*** Begin section ***

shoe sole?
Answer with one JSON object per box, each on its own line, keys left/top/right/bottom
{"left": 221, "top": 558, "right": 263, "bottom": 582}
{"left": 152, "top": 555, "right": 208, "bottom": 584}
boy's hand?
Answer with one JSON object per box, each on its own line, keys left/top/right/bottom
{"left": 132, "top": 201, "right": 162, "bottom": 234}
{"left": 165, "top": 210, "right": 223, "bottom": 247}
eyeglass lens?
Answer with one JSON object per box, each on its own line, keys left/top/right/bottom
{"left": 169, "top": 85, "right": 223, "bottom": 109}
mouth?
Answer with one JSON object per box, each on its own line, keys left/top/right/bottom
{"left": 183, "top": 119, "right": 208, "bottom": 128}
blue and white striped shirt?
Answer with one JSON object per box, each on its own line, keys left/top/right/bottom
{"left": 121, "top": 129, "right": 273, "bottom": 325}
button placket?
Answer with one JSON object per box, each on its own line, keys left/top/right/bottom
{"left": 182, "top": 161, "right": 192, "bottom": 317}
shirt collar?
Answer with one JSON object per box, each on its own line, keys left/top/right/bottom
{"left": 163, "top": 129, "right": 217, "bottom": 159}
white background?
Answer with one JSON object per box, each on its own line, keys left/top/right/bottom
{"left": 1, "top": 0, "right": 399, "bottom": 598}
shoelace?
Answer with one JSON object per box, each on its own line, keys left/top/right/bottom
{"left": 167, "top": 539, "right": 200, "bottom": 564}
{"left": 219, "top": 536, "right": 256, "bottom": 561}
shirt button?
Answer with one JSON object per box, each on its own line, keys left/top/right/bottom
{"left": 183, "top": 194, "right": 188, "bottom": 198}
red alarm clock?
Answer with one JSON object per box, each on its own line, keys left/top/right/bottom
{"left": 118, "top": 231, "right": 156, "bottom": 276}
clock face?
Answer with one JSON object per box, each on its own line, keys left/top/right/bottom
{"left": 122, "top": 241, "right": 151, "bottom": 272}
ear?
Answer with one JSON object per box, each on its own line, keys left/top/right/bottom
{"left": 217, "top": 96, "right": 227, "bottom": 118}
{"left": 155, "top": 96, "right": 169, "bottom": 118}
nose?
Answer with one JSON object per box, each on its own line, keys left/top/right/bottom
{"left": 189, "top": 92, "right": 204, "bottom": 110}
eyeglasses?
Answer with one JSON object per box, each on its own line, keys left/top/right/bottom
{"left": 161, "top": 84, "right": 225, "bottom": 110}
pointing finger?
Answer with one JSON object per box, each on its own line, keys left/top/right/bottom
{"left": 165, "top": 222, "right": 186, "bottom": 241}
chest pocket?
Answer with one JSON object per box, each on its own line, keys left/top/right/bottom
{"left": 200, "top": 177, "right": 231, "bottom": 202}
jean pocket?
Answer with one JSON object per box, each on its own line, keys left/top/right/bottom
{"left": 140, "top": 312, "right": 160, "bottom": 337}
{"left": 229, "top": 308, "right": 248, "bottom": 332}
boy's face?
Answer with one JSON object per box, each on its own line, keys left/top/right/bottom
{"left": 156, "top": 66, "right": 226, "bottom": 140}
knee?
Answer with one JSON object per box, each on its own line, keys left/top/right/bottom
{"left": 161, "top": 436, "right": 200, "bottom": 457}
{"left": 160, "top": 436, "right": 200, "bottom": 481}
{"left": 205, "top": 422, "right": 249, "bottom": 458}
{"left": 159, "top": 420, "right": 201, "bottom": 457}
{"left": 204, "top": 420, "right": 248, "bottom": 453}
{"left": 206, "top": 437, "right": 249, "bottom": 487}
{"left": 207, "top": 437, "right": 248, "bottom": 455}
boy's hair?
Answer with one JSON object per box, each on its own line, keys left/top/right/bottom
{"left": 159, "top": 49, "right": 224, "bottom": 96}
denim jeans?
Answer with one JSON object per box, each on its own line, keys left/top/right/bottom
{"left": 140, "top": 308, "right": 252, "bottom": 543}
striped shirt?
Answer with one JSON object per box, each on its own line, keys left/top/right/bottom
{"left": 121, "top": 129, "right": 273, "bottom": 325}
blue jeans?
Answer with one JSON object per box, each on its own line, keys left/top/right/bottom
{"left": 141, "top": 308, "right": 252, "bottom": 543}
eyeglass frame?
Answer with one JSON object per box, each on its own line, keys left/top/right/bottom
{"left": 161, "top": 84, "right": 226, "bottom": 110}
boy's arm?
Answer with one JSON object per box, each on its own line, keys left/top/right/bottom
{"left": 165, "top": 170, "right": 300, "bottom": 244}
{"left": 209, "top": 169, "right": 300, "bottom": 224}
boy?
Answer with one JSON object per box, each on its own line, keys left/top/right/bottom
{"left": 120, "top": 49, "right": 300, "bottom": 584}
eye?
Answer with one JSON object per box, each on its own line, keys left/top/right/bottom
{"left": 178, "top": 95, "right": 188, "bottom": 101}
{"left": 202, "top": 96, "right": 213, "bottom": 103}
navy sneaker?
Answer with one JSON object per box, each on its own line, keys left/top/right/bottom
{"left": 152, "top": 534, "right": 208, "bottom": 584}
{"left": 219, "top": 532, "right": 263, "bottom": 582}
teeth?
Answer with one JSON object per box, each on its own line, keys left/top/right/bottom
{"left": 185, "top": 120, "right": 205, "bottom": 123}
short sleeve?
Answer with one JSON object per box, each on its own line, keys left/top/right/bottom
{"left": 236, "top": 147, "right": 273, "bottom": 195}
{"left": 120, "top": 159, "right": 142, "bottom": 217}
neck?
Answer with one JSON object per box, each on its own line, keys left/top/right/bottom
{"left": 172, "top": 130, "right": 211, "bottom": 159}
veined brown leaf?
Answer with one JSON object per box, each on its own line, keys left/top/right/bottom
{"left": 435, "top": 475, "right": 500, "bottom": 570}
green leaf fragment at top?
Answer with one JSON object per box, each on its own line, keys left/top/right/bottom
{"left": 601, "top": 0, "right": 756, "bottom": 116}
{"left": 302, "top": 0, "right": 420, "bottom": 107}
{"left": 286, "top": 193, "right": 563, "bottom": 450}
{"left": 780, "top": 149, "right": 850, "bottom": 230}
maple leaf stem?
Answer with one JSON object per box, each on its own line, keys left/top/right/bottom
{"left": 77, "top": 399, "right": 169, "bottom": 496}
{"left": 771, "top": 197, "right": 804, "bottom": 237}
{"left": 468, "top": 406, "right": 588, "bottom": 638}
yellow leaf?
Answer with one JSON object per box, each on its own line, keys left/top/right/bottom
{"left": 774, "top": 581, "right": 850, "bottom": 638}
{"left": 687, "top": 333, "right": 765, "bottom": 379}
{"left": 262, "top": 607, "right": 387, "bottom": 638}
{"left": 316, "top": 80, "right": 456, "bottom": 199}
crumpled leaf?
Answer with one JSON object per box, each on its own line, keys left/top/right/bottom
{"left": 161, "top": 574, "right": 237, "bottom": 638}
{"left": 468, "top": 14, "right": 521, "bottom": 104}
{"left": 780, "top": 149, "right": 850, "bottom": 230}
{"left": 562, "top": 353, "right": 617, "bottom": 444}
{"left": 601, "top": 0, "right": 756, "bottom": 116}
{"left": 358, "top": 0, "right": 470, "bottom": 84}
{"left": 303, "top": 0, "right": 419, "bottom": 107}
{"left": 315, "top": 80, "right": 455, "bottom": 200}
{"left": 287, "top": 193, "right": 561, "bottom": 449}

*** End section ***

Your reply should contain every entry, repeated exactly.

Task result
shoe sole?
Answer with one JSON object per box, each on its own line, keys left/top/right/bottom
{"left": 221, "top": 558, "right": 263, "bottom": 582}
{"left": 152, "top": 555, "right": 208, "bottom": 584}
boy's hand?
Answer with one JSON object per box, each on its own line, keys left/top/right/bottom
{"left": 132, "top": 201, "right": 162, "bottom": 234}
{"left": 165, "top": 210, "right": 223, "bottom": 247}
eyeglass lens?
Answer with one JSON object per box, each on its own line, keys left/top/right/bottom
{"left": 169, "top": 85, "right": 223, "bottom": 109}
mouth?
Answer with one JSON object per box, each on its own line, keys left/top/right/bottom
{"left": 183, "top": 119, "right": 208, "bottom": 128}
blue and white striped shirt?
Answer with one JSON object per box, each on its own line, keys left/top/right/bottom
{"left": 121, "top": 129, "right": 273, "bottom": 325}
button placket?
Answer with one JSON object per box, each on its own line, keys left/top/right/bottom
{"left": 182, "top": 161, "right": 192, "bottom": 317}
shirt collar?
Answer with one JSON object per box, each on its own line, keys left/top/right/bottom
{"left": 163, "top": 129, "right": 217, "bottom": 159}
white background?
Answer with one JSON object per box, each on its own line, keys left/top/right/bottom
{"left": 1, "top": 0, "right": 399, "bottom": 598}
shoelace?
Answer with one JSON object per box, each on its own line, keys left/top/right/bottom
{"left": 167, "top": 539, "right": 200, "bottom": 564}
{"left": 219, "top": 536, "right": 256, "bottom": 561}
shirt button?
Answer with one JSON object per box, each on its own line, keys left/top/right/bottom
{"left": 183, "top": 194, "right": 188, "bottom": 198}
red alarm clock?
Answer with one JSON object per box, each on its own line, keys left/top/right/bottom
{"left": 118, "top": 231, "right": 156, "bottom": 276}
clock face?
Answer with one JSON object per box, each on its own line, keys left/top/right/bottom
{"left": 122, "top": 241, "right": 151, "bottom": 272}
ear?
Answer with one JSON object per box, each on its own line, keys left/top/right/bottom
{"left": 217, "top": 96, "right": 227, "bottom": 118}
{"left": 155, "top": 96, "right": 169, "bottom": 118}
nose?
Answer with one JSON object per box, each on its own line, keys left/top/right/bottom
{"left": 189, "top": 92, "right": 204, "bottom": 110}
eyeglasses?
Answer with one JSON object per box, each on its own line, keys left/top/right/bottom
{"left": 161, "top": 84, "right": 225, "bottom": 110}
pointing finger?
Answer with one JSON object per box, each on its own line, keys left/top/right/bottom
{"left": 165, "top": 222, "right": 186, "bottom": 241}
chest pocket?
Answer with one JSON object per box, each on its own line, keys left/top/right/bottom
{"left": 200, "top": 177, "right": 231, "bottom": 202}
jean pocket?
Answer with one JSON object per box, each on its own line, keys left/top/right/bottom
{"left": 140, "top": 312, "right": 160, "bottom": 337}
{"left": 229, "top": 308, "right": 248, "bottom": 332}
boy's face?
Answer with one JSON object per box, each on its own line, keys left/top/right/bottom
{"left": 156, "top": 66, "right": 226, "bottom": 140}
knee?
Answer with one JSON object per box, each on its own line, keys left/top/right/bottom
{"left": 161, "top": 436, "right": 200, "bottom": 457}
{"left": 160, "top": 436, "right": 200, "bottom": 481}
{"left": 205, "top": 422, "right": 249, "bottom": 458}
{"left": 159, "top": 420, "right": 201, "bottom": 457}
{"left": 204, "top": 420, "right": 248, "bottom": 453}
{"left": 206, "top": 437, "right": 249, "bottom": 487}
{"left": 207, "top": 437, "right": 248, "bottom": 455}
boy's hair?
Answer with one JSON object per box, each on its own line, keys left/top/right/bottom
{"left": 159, "top": 49, "right": 224, "bottom": 96}
denim jeans?
Answer with one JSON object per box, each on its own line, keys left/top/right/bottom
{"left": 140, "top": 308, "right": 252, "bottom": 543}
striped shirt?
Answer with one JSON object per box, each on its own line, keys left/top/right/bottom
{"left": 121, "top": 129, "right": 273, "bottom": 325}
blue jeans?
Answer with one JSON object per box, each on its own line, keys left/top/right/bottom
{"left": 141, "top": 308, "right": 252, "bottom": 543}
eyeglass frame?
Answer with one JSON object per box, each on its own line, keys left/top/right/bottom
{"left": 161, "top": 84, "right": 226, "bottom": 110}
boy's arm?
Answer with one JSON object per box, each on its own line, keys left/top/right/bottom
{"left": 165, "top": 170, "right": 300, "bottom": 244}
{"left": 209, "top": 169, "right": 300, "bottom": 224}
boy?
Answer with one JSON object per box, each on its own line, keys left/top/right/bottom
{"left": 120, "top": 49, "right": 300, "bottom": 584}
eye?
Answer with one JSON object per box, each on its own line, keys left/top/right/bottom
{"left": 178, "top": 95, "right": 188, "bottom": 101}
{"left": 202, "top": 96, "right": 213, "bottom": 103}
navy sneaker?
Answer with one JSON object per box, each on its own line, keys left/top/right/bottom
{"left": 152, "top": 534, "right": 208, "bottom": 584}
{"left": 219, "top": 532, "right": 263, "bottom": 582}
teeth?
Answer with one JSON object per box, each on its own line, keys left/top/right/bottom
{"left": 185, "top": 120, "right": 205, "bottom": 123}
short sleeve?
Answer with one JSON object per box, each on its own line, keys left/top/right/bottom
{"left": 236, "top": 147, "right": 273, "bottom": 195}
{"left": 120, "top": 159, "right": 142, "bottom": 217}
neck?
Answer with one JSON object per box, each on its own line, keys left/top/right/bottom
{"left": 172, "top": 130, "right": 211, "bottom": 159}
veined brown leaf?
Answer with one JSON object per box, each on its own line, keys left/top/right/bottom
{"left": 435, "top": 475, "right": 500, "bottom": 570}
green leaf fragment at top?
Answer with one JSON object per box, each on its own line, keys left/top/right/bottom
{"left": 601, "top": 0, "right": 756, "bottom": 116}
{"left": 302, "top": 0, "right": 420, "bottom": 107}
{"left": 286, "top": 193, "right": 563, "bottom": 450}
{"left": 780, "top": 149, "right": 850, "bottom": 230}
maple leaf stem?
Answer with one JSON object per box, each on its own line, keys left/top/right/bottom
{"left": 77, "top": 399, "right": 169, "bottom": 496}
{"left": 771, "top": 197, "right": 804, "bottom": 237}
{"left": 468, "top": 406, "right": 588, "bottom": 638}
yellow leaf?
Answer with one JSON object per box, each on its own line, keys left/top/right/bottom
{"left": 774, "top": 581, "right": 850, "bottom": 638}
{"left": 687, "top": 333, "right": 765, "bottom": 379}
{"left": 262, "top": 607, "right": 387, "bottom": 638}
{"left": 316, "top": 80, "right": 456, "bottom": 199}
crumpled leaf?
Answer with one JSON object per box, each on its own line, keys left/top/right/bottom
{"left": 161, "top": 574, "right": 237, "bottom": 638}
{"left": 468, "top": 14, "right": 521, "bottom": 104}
{"left": 780, "top": 149, "right": 850, "bottom": 230}
{"left": 562, "top": 353, "right": 617, "bottom": 444}
{"left": 601, "top": 0, "right": 756, "bottom": 116}
{"left": 358, "top": 0, "right": 470, "bottom": 84}
{"left": 303, "top": 0, "right": 419, "bottom": 107}
{"left": 315, "top": 80, "right": 455, "bottom": 200}
{"left": 287, "top": 193, "right": 561, "bottom": 449}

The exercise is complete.